Excerpt to read »
#####

THE GOVERNMENT has announced a $2.2 billion National Health Fund to cushion the cost of drugs needed by the chronically ill in Jamaica, estimated to be some 750,000 persons. The affordability of drugs, especially for senior citizens, is a problem common to Jamaica and the United States which, distracted by the war with Iraq, has still not introduced legislation to deal with it while we in Jamaica have at least made a humanitarian start. We commend the government and John Junor, Minister of Health, for this farsighted move.
The fund will cover medicines for the major chronic illnesses which face Jamaicans including, inter alia, hypertension, diabetes, arthritis, breast and prostate cancer and asthma. Those qualified to participate in the Fund will have to be registered starting on April 28 and the Minister has pointed out that they will have to make a small co-payment for the drugs. We caution that if the co-payment is too high it will defeat the purpose of the project and we hope that the bureaucracy of its administration will not become so burdensome and/or inefficient that those who need it most will find it difficult to access the benefits.

#####

Dataset »
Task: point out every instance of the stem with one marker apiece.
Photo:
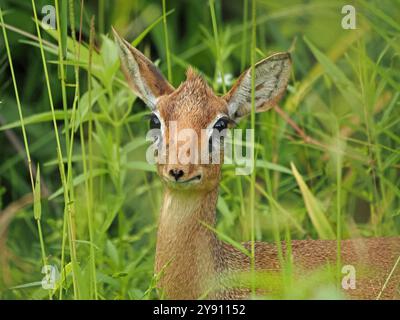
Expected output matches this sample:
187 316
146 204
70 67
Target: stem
252 119
217 47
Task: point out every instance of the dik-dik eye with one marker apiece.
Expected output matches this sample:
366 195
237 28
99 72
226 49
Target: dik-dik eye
221 124
155 123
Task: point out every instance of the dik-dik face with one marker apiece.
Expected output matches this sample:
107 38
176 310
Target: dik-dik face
185 120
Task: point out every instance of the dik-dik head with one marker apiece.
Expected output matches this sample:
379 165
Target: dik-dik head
188 117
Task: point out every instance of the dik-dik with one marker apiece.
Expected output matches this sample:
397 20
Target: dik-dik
190 259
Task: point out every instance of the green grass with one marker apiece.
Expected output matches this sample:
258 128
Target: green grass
332 171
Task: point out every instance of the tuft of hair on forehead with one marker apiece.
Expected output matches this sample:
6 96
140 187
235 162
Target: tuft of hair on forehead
194 83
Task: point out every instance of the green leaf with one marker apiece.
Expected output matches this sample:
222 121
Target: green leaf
314 209
345 86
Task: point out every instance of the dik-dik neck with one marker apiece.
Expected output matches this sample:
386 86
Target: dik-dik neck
187 251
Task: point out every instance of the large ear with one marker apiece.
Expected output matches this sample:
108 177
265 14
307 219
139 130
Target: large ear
142 75
271 78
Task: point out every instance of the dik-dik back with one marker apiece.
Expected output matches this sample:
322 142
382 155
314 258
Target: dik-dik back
191 261
369 268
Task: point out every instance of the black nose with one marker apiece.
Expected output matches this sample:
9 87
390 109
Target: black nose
176 173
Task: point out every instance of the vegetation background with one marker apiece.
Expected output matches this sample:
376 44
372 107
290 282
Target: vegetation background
327 157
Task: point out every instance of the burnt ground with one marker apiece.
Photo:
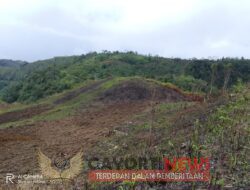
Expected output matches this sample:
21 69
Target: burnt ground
89 127
138 90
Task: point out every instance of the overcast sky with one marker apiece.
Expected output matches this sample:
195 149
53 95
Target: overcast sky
39 29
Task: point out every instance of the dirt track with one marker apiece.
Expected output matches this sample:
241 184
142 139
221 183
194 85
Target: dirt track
84 130
18 152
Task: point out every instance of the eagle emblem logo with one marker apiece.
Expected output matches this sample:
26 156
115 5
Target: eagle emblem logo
75 167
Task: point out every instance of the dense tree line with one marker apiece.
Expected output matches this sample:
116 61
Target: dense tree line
29 82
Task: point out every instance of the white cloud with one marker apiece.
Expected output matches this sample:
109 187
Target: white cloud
35 29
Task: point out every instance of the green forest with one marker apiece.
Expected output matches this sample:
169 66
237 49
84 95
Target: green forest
28 82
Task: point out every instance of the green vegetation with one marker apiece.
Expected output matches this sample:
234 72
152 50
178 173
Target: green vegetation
24 82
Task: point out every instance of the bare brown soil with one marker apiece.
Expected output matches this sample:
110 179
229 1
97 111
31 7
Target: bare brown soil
89 126
23 114
138 90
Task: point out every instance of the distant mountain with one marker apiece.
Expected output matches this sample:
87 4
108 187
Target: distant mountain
11 63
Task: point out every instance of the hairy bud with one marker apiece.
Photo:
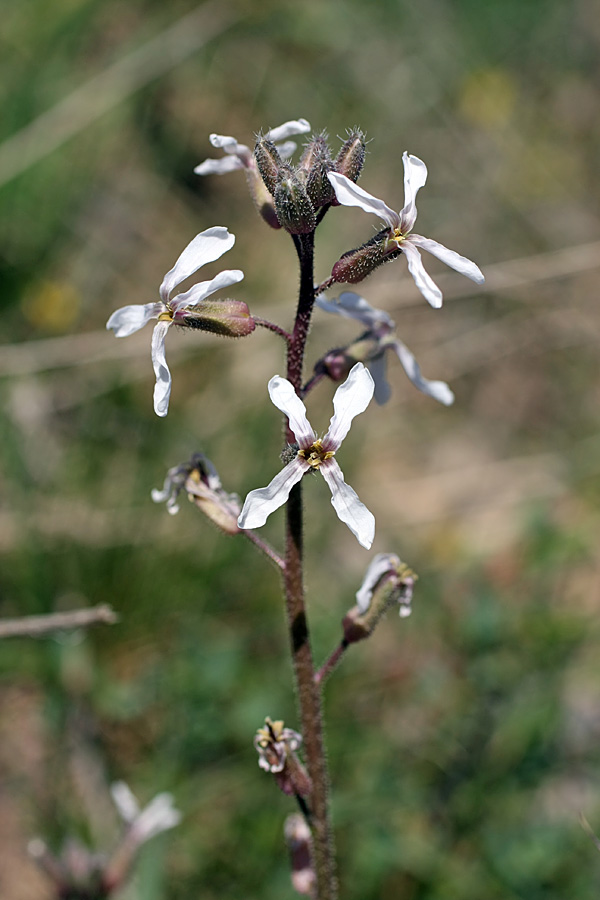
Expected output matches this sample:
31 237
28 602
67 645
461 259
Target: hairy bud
316 162
269 162
294 210
355 265
263 200
228 318
351 158
336 364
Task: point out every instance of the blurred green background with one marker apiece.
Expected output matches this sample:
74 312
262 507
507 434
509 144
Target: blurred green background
464 742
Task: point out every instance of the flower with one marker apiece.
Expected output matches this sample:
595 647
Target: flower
143 824
274 743
388 567
239 156
400 226
381 330
350 399
200 480
186 308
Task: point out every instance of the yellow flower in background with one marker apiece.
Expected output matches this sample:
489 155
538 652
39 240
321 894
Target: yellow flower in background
52 306
488 98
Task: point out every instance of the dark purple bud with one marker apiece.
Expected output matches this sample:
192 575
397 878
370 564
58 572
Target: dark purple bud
351 158
294 210
336 364
228 318
316 162
355 265
262 198
269 162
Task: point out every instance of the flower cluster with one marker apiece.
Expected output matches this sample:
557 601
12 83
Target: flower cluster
397 236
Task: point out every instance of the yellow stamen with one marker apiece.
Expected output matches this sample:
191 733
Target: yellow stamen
315 454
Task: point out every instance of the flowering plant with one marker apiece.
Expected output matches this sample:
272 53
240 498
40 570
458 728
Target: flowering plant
295 198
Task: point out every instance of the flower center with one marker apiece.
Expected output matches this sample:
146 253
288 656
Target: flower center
315 454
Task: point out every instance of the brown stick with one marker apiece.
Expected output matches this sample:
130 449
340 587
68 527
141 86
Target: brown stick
34 626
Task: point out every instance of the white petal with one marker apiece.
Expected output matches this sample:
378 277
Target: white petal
285 398
349 194
294 126
129 319
286 149
353 306
199 292
415 176
345 501
229 145
450 257
206 247
259 504
158 816
439 390
426 285
377 367
381 564
162 388
351 398
123 798
219 166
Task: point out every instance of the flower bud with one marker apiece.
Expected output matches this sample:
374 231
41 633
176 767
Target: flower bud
294 209
200 480
336 364
315 163
351 158
355 265
276 746
269 162
228 318
262 198
387 581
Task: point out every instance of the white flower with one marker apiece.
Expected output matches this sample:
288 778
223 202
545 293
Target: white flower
402 223
382 330
206 247
143 824
350 399
239 156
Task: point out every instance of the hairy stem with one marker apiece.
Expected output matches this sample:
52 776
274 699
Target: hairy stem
271 326
330 664
309 692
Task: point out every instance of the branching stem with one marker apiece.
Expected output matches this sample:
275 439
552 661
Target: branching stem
308 691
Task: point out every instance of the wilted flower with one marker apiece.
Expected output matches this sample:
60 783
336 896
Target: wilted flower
200 481
350 399
398 235
276 747
387 581
388 566
142 824
239 156
380 337
187 308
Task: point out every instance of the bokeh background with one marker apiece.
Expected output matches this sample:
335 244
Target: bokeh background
464 742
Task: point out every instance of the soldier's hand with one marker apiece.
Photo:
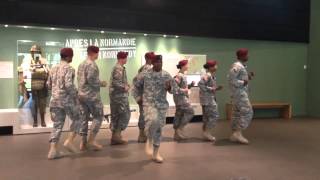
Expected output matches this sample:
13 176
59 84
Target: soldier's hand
186 90
104 83
127 87
167 85
219 88
245 82
251 75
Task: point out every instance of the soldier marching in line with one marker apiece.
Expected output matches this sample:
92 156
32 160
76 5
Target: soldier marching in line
242 109
149 56
89 86
184 111
64 101
155 84
119 103
208 88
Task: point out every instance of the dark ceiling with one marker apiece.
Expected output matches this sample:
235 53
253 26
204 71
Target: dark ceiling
281 20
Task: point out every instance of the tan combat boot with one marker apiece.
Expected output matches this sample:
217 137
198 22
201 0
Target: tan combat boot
92 143
149 147
116 138
208 136
237 137
156 157
53 152
179 135
68 143
142 136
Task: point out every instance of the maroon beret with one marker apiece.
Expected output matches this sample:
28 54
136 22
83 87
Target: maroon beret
210 63
93 49
156 58
242 53
66 52
182 63
122 55
149 55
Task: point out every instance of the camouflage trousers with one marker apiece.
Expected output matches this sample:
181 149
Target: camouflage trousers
210 115
120 113
39 102
155 119
141 123
242 112
58 116
183 115
95 109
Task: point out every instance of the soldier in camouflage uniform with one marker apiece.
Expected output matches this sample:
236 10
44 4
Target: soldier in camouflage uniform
89 94
64 101
141 124
119 103
242 110
184 110
208 88
155 84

#####

Task set »
1/ Could you transcribe the National Health Fund editorial starting at "THE GOVERNMENT has" and ending at "this farsighted move."?
2/ How would you sum up the National Health Fund editorial in two sentences?
The listing can be set aside.

Solutions for each task »
1/
THE GOVERNMENT has announced a $2.2 billion National Health Fund to cushion the cost of drugs needed by the chronically ill in Jamaica, estimated to be some 750,000 persons. The affordability of drugs, especially for senior citizens, is a problem common to Jamaica and the United States which, distracted by the war with Iraq, has still not introduced legislation to deal with it while we in Jamaica have at least made a humanitarian start. We commend the government and John Junor, Minister of Health, for this farsighted move.

2/ The government has announced a $2.2 billion National Health Fund to cushion drug costs for an estimated 750,000 chronically ill Jamaicans, a move the editorial commends as a humanitarian start that the United States has not yet matched with legislation. The fund will cover medicines for major chronic illnesses such as hypertension, diabetes and asthma, with registration starting April 28 and a small co-payment, though the editorial cautions that a co-payment set too high or burdensome administration could keep those most in need from benefiting.